(begin)
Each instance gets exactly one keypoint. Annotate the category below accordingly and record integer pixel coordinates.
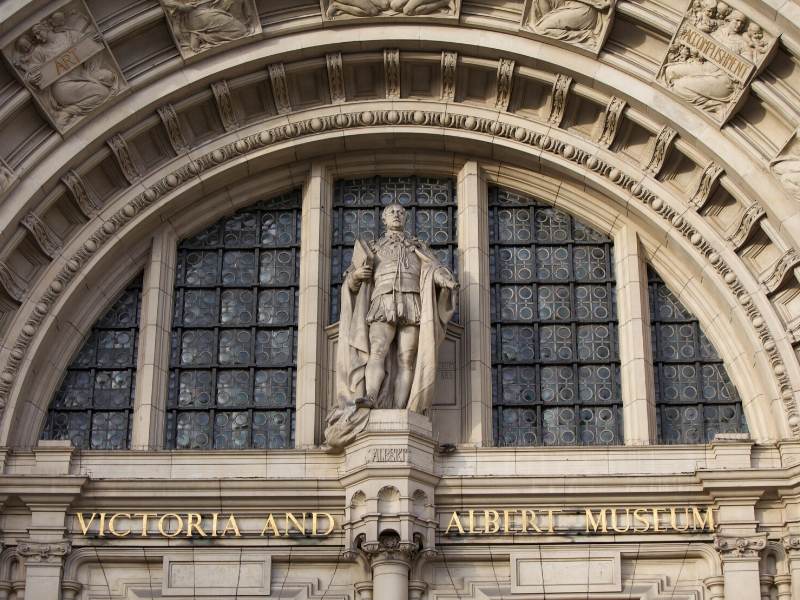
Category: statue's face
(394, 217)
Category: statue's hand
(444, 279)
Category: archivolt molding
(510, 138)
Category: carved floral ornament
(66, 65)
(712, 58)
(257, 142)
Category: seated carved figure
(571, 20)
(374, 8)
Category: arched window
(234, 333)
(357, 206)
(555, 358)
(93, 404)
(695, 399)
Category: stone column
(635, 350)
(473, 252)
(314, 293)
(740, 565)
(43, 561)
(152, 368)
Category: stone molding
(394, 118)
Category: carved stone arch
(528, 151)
(end)
(begin)
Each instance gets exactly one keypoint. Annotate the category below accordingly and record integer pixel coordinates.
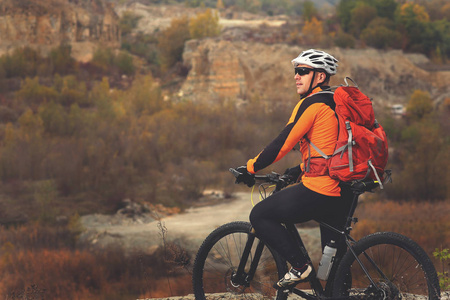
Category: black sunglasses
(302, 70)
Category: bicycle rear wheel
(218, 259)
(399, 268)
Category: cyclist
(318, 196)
(end)
## AIM
Please pick out every line of the data above that contains the string "carved", matching case exactly.

## SOLVED PROBLEM
Category: carved floral ornament
Category: seated carved figure
Category: carved stone arch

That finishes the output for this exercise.